• Given records
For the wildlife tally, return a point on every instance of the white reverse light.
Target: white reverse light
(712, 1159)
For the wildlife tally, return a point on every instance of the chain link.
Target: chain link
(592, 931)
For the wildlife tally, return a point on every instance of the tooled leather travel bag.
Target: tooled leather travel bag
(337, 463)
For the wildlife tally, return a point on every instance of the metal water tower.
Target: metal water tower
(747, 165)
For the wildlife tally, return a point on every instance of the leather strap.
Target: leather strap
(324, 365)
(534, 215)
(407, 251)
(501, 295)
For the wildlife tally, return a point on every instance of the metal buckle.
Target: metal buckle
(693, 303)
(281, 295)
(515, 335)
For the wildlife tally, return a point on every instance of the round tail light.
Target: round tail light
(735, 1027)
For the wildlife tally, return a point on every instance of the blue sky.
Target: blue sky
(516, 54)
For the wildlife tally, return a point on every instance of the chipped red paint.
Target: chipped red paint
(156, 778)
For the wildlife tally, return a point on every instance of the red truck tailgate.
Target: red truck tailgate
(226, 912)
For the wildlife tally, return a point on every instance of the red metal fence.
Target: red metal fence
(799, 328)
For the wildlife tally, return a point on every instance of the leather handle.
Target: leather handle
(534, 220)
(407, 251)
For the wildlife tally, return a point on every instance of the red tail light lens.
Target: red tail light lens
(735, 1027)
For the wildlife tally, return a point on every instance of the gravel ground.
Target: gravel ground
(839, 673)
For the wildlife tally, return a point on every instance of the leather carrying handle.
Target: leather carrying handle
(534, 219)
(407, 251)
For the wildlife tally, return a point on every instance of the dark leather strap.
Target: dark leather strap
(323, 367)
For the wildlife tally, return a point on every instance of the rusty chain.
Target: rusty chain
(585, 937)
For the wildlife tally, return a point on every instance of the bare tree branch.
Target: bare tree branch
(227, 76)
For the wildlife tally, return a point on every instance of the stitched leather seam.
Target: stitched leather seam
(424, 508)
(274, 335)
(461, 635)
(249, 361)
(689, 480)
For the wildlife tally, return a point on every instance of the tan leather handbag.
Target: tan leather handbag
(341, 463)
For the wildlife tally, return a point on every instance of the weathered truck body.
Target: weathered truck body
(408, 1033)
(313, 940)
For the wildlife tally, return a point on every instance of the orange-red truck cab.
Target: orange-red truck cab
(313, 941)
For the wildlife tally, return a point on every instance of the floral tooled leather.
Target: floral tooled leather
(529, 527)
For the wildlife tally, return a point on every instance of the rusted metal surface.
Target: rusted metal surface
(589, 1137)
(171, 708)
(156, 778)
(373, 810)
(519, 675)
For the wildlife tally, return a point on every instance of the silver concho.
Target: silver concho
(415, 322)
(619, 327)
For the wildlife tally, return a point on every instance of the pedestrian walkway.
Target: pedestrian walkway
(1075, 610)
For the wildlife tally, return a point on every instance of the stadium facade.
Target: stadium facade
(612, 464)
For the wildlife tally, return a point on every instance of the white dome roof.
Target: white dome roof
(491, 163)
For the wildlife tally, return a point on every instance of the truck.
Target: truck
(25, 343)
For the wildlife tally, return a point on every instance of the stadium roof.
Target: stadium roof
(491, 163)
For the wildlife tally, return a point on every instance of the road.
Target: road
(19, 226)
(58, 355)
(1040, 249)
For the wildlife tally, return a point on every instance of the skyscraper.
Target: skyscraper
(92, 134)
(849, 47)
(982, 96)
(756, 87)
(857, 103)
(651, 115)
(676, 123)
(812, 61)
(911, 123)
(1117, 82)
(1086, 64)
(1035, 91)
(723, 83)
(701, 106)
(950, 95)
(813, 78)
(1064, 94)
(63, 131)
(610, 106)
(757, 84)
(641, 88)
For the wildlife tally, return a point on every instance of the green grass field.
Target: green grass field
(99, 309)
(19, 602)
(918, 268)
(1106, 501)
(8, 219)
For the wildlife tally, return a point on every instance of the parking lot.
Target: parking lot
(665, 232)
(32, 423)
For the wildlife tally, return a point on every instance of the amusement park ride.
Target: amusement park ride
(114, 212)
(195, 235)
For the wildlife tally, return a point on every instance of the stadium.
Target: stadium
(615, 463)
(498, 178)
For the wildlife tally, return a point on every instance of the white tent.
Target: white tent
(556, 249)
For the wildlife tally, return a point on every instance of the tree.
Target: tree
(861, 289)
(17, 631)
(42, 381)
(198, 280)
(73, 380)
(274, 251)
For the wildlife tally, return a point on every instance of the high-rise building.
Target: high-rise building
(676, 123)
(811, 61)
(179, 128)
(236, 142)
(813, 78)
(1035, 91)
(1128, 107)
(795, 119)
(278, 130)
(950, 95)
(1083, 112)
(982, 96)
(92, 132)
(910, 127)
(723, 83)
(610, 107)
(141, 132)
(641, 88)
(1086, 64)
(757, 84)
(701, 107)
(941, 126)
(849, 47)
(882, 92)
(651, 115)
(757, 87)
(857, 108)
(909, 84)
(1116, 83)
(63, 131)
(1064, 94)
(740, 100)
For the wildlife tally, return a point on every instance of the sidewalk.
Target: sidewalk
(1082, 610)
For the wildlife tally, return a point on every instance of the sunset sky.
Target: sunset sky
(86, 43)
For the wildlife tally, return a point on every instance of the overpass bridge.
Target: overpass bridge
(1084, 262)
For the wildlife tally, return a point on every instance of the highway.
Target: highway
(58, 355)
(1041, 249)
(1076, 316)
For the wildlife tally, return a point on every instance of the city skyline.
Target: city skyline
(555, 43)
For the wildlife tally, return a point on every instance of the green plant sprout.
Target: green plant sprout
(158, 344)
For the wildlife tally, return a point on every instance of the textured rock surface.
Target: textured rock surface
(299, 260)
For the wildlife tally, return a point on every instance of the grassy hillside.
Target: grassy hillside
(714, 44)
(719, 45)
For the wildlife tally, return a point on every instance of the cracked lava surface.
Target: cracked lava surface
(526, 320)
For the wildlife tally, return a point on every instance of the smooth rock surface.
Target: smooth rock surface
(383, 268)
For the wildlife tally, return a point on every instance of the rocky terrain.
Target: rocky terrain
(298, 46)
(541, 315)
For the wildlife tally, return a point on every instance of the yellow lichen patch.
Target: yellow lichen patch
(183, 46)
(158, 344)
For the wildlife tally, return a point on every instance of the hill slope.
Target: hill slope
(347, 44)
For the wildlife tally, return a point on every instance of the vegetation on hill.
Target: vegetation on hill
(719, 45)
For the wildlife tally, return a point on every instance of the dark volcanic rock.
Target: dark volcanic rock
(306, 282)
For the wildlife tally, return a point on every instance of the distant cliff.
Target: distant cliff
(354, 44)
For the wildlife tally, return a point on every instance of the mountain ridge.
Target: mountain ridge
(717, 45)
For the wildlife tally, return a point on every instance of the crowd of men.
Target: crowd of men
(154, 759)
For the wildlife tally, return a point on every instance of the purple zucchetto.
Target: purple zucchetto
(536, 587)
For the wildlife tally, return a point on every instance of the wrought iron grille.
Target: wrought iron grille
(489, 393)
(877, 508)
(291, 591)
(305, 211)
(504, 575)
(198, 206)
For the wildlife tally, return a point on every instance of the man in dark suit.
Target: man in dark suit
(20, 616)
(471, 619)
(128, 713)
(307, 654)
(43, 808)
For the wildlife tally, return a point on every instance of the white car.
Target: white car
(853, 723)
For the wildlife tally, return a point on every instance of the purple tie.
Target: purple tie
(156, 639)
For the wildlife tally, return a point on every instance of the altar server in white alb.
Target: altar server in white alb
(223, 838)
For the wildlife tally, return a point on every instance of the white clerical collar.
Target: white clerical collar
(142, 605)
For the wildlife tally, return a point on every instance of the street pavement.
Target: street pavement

• Given instruction
Return exactly the lines of the data, and only those, from the line with "in dark suit." through the last line, inclusive.

• Written response
For the wildlife tally, return a point on every instance of the man in dark suit.
Target: man in dark suit
(20, 616)
(471, 619)
(128, 713)
(307, 654)
(43, 808)
For the wildlife tally, return a point on every instance of the white car.
Target: white car
(853, 723)
For the wildlife tally, return a point on every instance of the purple tie.
Target: purple tie
(156, 639)
For the wildlife tally, return a point on every instance of the altar server in white alb.
Target: altar server in white alb
(223, 838)
For the wildlife tally, return a point on every instance of the white clerical collar.
Target: white clerical collar
(142, 605)
For the wildlife tally, return a point on every instance of the street pavement.
Target: street pavement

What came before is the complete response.